_Material provided_:
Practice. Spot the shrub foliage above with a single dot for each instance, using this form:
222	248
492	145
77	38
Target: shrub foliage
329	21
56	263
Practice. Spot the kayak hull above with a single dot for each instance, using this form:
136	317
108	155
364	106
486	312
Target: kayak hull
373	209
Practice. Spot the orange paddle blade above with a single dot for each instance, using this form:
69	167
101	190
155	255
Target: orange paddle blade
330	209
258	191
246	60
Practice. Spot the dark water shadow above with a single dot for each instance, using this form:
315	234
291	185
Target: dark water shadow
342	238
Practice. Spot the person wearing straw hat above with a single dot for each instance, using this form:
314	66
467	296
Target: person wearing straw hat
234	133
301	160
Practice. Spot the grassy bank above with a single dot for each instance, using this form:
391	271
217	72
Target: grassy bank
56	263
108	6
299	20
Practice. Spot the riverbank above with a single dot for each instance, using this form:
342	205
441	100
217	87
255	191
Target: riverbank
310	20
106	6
---
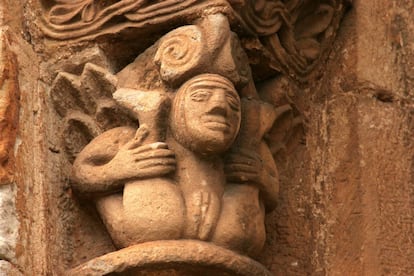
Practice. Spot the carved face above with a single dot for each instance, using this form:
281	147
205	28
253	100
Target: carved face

_Task statement_: Show every line of the material above that contains the word "shrub", copying each such line in full.

_Exercise response_:
Practice. Spot the shrub foliage above with a single dot for each instance, using this form:
Target: shrub foliage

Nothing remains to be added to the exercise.